The request
Print every item below verbatim, leaving out the pictures.

Materials provided
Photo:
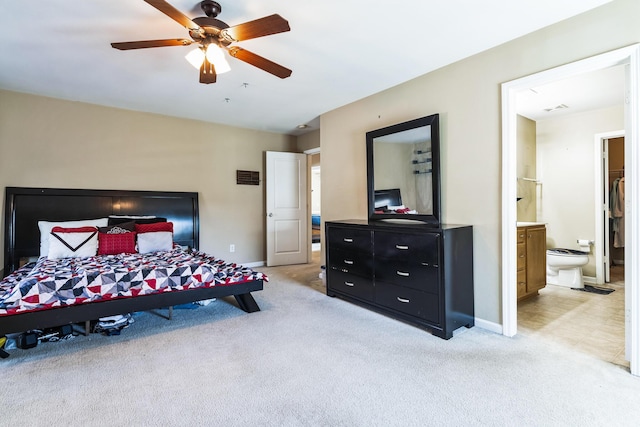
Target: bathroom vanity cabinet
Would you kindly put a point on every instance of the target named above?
(419, 274)
(532, 260)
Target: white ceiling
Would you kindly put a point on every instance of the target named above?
(589, 91)
(339, 50)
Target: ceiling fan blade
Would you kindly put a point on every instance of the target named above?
(151, 43)
(272, 24)
(260, 62)
(174, 14)
(207, 72)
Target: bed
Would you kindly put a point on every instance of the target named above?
(196, 275)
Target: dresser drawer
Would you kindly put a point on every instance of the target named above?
(408, 301)
(351, 262)
(409, 275)
(359, 287)
(349, 239)
(418, 248)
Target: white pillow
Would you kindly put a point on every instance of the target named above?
(46, 226)
(81, 244)
(156, 241)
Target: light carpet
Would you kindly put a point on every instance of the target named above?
(308, 360)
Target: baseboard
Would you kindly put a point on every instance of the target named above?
(253, 264)
(489, 326)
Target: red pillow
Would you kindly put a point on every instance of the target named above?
(113, 244)
(151, 228)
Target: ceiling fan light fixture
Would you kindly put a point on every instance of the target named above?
(214, 54)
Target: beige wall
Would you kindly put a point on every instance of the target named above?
(467, 96)
(308, 141)
(46, 142)
(526, 168)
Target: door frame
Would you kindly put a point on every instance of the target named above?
(630, 57)
(298, 211)
(601, 168)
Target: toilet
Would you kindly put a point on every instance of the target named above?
(564, 266)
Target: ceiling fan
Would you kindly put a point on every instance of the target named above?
(214, 36)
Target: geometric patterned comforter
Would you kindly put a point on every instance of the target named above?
(70, 281)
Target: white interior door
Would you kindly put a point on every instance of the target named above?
(287, 219)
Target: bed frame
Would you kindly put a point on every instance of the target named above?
(24, 207)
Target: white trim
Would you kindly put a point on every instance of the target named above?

The solution
Photo:
Target: bathroom vanity cabinet
Would you kindly put a point on every instance of the target named above?
(419, 274)
(532, 260)
Target: white ceiling
Would you kindly put a point on every instance of the target named above?
(589, 91)
(339, 50)
Target: ceiling fan blade
Would you kindly put a point on every instance of the target named above?
(151, 43)
(272, 24)
(260, 62)
(174, 14)
(207, 72)
Target: bed
Would you kindly put a point on every instance of the target named above?
(196, 275)
Target: dresser drawer
Would you kindly put a point on every instance of the target named above?
(408, 301)
(351, 262)
(409, 275)
(359, 287)
(349, 239)
(418, 248)
Target: white pillow
Would you kindly put a point on every instance of the target named above?
(46, 226)
(81, 244)
(156, 241)
Target: light carpet
Would you kindly put a point on every instance of the target named above?
(308, 360)
Target: baseboard
Would you kindly put a point on every instance of the target named above?
(253, 264)
(489, 326)
Target: red pillow
Would you kindly put a point on every instance of the target named above?
(113, 244)
(151, 228)
Target: ceiling fan light fixture
Would you kindly put a point on every instance of the target named above?
(214, 54)
Target: beige wall
Would you kindly put a point on every instance of the target named above?
(467, 96)
(308, 141)
(46, 142)
(526, 168)
Target: door frame
Would you kindly put a point on every instance of the target named above?
(630, 57)
(298, 211)
(601, 168)
Target: toilet
Would you kindly put a point on every instance of the target named above?
(564, 266)
Target: ceiling fan
Would you kindly put a point on every instance of the target named above?
(214, 36)
Target: geometric patterned comforter
Would you kindly put a point on every instance of the target named above?
(70, 281)
Target: white interior door
Would you kindly put a point on every instance of the target named above?
(287, 219)
Target: bed frame
Would you kindly put a point on every instance of the target named above?
(24, 207)
Target: white trim
Would you kindly put a point on every instance of the target named above?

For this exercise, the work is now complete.